::: Records supplied :::
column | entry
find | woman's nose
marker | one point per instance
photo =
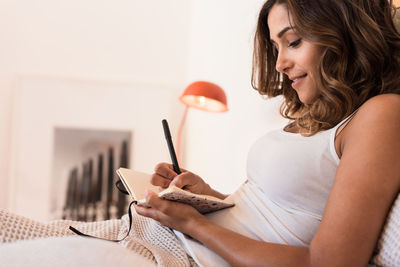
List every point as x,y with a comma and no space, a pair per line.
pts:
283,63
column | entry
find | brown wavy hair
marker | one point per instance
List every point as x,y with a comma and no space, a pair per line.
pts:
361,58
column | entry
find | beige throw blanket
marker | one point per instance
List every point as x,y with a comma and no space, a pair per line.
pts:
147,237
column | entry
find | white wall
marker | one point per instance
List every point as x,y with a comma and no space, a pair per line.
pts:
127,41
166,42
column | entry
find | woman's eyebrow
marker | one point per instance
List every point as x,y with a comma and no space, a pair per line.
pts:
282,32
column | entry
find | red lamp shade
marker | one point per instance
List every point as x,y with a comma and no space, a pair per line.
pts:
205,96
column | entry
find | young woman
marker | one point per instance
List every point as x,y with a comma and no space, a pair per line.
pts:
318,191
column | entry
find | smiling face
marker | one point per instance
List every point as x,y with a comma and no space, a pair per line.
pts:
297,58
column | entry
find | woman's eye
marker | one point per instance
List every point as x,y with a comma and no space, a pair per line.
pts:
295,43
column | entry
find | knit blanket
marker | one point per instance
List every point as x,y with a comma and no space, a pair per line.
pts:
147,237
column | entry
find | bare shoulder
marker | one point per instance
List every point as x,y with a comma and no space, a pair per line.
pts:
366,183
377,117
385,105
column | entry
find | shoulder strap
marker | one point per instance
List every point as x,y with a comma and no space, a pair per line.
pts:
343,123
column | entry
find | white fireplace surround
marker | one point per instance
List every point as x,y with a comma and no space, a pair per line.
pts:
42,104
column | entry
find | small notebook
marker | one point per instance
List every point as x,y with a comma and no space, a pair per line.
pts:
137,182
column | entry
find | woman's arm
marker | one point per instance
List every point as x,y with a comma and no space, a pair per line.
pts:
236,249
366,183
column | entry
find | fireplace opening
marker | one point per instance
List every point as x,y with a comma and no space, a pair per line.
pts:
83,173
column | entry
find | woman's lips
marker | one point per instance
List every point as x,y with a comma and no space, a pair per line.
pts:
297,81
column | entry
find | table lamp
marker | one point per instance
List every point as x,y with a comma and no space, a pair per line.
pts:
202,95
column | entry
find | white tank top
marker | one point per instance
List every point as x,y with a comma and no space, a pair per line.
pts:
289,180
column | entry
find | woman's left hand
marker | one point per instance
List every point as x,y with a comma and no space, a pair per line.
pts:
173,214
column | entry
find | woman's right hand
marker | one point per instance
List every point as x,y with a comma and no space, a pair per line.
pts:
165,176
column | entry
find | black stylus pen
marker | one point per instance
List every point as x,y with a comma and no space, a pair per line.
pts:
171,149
:::
::: Records supplied :::
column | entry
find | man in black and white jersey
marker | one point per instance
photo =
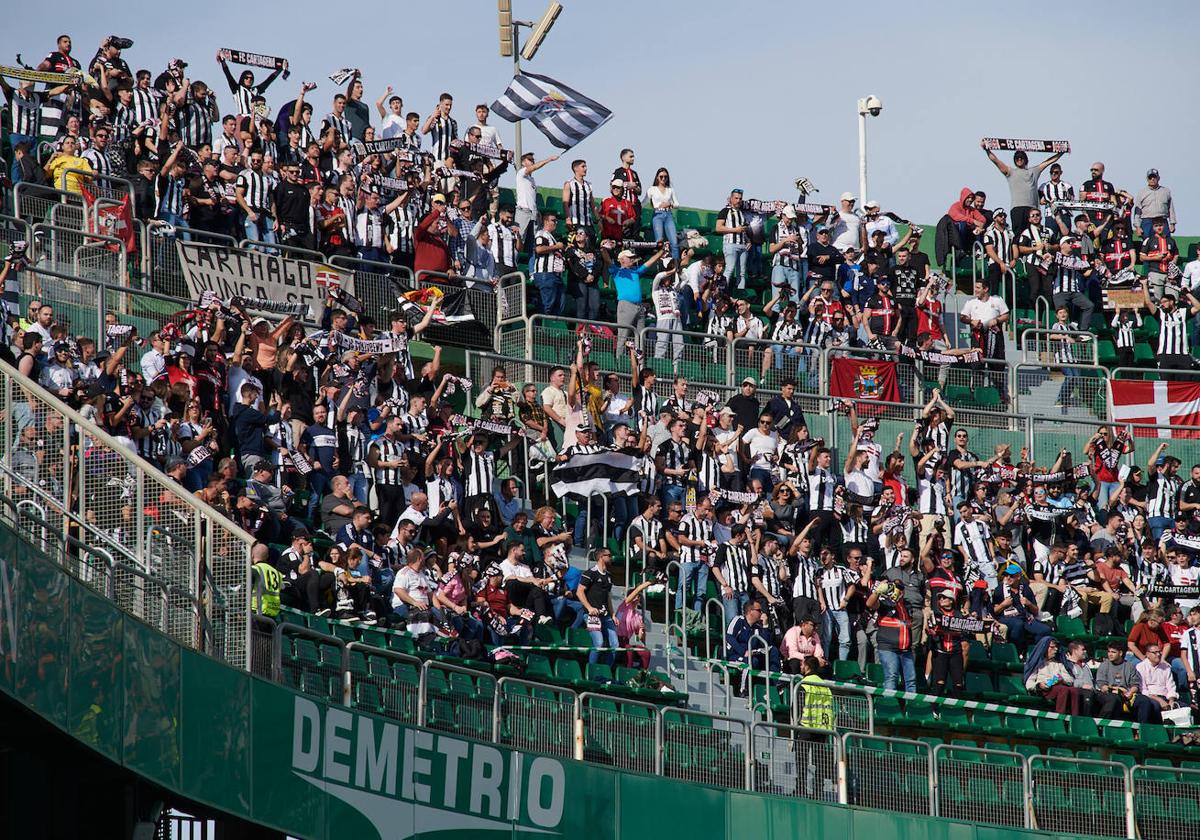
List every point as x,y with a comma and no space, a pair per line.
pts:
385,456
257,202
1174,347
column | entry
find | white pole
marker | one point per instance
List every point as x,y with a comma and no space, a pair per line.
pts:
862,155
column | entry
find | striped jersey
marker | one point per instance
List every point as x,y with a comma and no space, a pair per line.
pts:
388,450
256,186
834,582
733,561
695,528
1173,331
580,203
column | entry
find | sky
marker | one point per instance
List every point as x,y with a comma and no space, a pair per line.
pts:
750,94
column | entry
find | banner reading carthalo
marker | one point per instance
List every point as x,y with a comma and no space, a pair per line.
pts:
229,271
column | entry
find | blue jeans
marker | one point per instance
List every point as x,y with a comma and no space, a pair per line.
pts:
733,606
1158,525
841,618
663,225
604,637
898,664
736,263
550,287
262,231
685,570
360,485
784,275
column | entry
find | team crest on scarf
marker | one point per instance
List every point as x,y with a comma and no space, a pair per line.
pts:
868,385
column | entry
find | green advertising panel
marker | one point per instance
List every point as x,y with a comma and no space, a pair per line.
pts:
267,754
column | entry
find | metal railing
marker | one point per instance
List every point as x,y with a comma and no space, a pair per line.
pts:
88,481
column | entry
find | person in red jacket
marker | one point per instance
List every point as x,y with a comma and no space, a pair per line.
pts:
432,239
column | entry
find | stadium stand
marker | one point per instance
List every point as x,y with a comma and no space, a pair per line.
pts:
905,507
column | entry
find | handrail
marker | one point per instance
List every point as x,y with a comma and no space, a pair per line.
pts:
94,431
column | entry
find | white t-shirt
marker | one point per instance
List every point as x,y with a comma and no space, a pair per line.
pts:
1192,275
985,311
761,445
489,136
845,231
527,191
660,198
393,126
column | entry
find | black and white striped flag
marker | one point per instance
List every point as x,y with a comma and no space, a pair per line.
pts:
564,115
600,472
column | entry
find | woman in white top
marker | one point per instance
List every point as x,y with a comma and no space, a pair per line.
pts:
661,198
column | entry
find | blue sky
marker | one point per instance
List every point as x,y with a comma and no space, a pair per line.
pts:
:::
**Brief**
Which lines in the material above contain the word "white"? Copy each of them.

**Completed exercise**
find | white wall
find | white fireplace surround
find | white tank top
find | man in black and white jersey
find | white pole
find | white t-shirt
find | black and white striped flag
find | woman in white top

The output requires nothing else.